▶ _What to work on_
Set down exactly the lines running from the line with "Please tag the tree trunk" to the end of the listing below, both ends included.

▶ _Data lines_
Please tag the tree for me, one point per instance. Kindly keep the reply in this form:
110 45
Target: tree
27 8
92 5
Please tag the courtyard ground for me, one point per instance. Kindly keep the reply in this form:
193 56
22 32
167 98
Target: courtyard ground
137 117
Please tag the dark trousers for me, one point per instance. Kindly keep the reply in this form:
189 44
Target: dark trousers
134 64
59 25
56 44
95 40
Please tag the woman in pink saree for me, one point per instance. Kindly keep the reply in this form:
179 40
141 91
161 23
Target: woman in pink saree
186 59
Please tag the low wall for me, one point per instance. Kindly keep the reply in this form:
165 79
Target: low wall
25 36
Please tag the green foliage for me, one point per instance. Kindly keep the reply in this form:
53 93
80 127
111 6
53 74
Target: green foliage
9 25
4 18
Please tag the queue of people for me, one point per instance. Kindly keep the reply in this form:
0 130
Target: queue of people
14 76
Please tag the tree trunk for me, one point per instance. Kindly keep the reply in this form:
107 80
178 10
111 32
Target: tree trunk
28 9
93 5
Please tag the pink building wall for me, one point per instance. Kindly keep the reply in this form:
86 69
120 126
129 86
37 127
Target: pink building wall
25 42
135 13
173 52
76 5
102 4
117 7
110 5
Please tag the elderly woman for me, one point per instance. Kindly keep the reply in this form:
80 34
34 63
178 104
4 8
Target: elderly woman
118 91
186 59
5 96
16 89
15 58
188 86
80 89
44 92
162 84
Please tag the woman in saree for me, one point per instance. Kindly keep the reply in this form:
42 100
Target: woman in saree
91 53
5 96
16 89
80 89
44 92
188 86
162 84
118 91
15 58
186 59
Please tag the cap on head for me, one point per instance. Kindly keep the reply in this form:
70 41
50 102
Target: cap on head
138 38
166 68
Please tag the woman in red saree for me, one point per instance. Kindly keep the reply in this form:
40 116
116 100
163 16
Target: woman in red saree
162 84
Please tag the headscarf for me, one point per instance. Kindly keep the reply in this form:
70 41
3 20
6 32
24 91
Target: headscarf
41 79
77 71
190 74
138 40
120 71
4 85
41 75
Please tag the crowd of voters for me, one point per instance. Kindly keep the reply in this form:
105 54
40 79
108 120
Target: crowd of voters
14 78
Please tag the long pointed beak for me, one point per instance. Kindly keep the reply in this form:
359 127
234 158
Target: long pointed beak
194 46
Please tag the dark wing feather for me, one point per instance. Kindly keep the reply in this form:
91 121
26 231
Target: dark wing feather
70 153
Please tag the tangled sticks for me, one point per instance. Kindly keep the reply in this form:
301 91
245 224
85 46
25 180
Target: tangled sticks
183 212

▶ _Solution to the exercise_
Please tag the tree trunk for me, one point per instance. Kindly keep the reply in this form:
107 80
178 10
111 32
Target: tree trunk
28 9
93 5
Please tag the pink building wall for me, one point per instance. Kindly keep the reply in this form:
86 69
120 126
129 86
37 127
Target: pink building wall
25 42
135 13
173 52
76 5
102 4
117 7
110 5
Please tag the elderly woman for me, one point per instance. Kindly keep the reply in this form:
80 34
34 63
178 104
4 8
Target: elderly woman
118 91
186 59
5 96
16 89
15 58
188 86
80 89
44 92
162 84
Please tag the woman in saree for me, one point per instance. Kindly keep the reply in this form:
42 100
Target: woman in saree
91 53
5 96
16 89
80 89
44 92
188 86
162 84
118 91
15 58
186 59
Please tag the cap on head for me, one point per instance. Kindly keep the reply in this form:
70 41
50 102
Target: cap on head
138 38
166 68
Please tag the woman in red saree for me, one point per instance. Kindly keep the reply in this form:
40 116
116 100
163 16
Target: woman in red saree
162 84
Please tag the headscarf for me, one point per instance. Kindly keep the reply in this form:
70 41
3 20
6 32
24 91
Target: headscarf
41 79
77 71
190 74
138 40
120 71
4 85
41 75
Please tag the crowd of voters for me, one point per instance. Kindly keep the reply in this form:
105 54
40 79
108 120
Target: crowd of voters
14 78
Please tag the long pointed beak for me, one point per instance. Kindly keep the reply in this form:
359 127
234 158
Target: long pointed beak
194 46
Please tag the dark wing feather for me, one point per instance. Kindly keep the reply in this form:
91 121
26 231
Target: dark wing feather
70 153
Please tag the tangled sticks for me, one point per instance. Kindly keep the reply in this form:
301 91
245 224
85 46
25 180
Target: tangled sticks
183 212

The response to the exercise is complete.